▶ **To do**: Take each line of the records below that contains the string "stem" and copy it.

▶ **Records for this task**:
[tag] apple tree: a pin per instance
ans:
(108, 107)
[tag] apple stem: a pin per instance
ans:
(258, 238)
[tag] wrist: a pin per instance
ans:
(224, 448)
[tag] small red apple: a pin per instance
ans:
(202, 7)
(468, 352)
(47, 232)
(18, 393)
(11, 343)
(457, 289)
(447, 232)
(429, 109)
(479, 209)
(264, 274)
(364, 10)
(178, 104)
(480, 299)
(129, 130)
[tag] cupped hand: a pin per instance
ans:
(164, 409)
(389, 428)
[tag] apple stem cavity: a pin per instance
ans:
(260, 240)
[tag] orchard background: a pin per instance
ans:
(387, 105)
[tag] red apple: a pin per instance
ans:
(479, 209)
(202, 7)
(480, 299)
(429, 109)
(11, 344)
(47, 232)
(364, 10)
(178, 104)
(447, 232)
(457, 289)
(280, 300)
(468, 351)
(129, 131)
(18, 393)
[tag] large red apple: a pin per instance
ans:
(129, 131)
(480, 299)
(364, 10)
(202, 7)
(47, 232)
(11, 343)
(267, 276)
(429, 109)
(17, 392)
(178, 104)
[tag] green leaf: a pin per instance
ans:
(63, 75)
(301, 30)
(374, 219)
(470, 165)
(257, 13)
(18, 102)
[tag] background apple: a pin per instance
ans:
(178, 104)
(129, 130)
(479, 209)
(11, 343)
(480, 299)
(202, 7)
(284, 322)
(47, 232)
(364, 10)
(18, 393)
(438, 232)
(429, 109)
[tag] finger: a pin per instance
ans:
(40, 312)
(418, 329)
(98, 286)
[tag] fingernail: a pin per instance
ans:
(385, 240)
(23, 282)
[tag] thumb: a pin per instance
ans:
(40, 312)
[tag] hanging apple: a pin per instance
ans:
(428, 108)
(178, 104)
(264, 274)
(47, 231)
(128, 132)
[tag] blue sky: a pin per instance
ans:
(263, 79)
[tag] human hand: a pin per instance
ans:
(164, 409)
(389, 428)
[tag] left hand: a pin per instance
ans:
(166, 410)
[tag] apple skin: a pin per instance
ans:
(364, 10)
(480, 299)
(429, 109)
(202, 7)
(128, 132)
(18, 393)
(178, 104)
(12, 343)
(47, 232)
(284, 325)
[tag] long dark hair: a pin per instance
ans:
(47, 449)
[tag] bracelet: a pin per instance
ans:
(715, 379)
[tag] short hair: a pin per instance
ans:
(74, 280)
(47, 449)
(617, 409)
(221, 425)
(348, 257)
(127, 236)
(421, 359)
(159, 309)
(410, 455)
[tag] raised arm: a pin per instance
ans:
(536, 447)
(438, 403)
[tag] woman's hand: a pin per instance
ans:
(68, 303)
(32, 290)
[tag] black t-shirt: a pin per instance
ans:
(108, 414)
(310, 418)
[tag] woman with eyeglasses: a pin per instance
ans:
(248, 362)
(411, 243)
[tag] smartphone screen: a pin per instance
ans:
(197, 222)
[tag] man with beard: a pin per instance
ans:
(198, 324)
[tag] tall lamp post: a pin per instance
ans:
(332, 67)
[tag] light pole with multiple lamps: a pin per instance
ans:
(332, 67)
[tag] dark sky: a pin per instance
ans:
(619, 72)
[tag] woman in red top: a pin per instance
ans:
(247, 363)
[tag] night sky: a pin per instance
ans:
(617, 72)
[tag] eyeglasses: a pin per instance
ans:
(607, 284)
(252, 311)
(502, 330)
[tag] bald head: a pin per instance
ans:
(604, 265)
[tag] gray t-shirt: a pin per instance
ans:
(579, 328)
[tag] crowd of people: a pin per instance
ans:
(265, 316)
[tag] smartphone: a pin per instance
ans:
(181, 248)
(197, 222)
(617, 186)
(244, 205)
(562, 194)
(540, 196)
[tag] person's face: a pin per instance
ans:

▶ **Answer to this exercise**:
[tag] apple stem: a pin per instance
[tag] apple stem cavity: a pin per instance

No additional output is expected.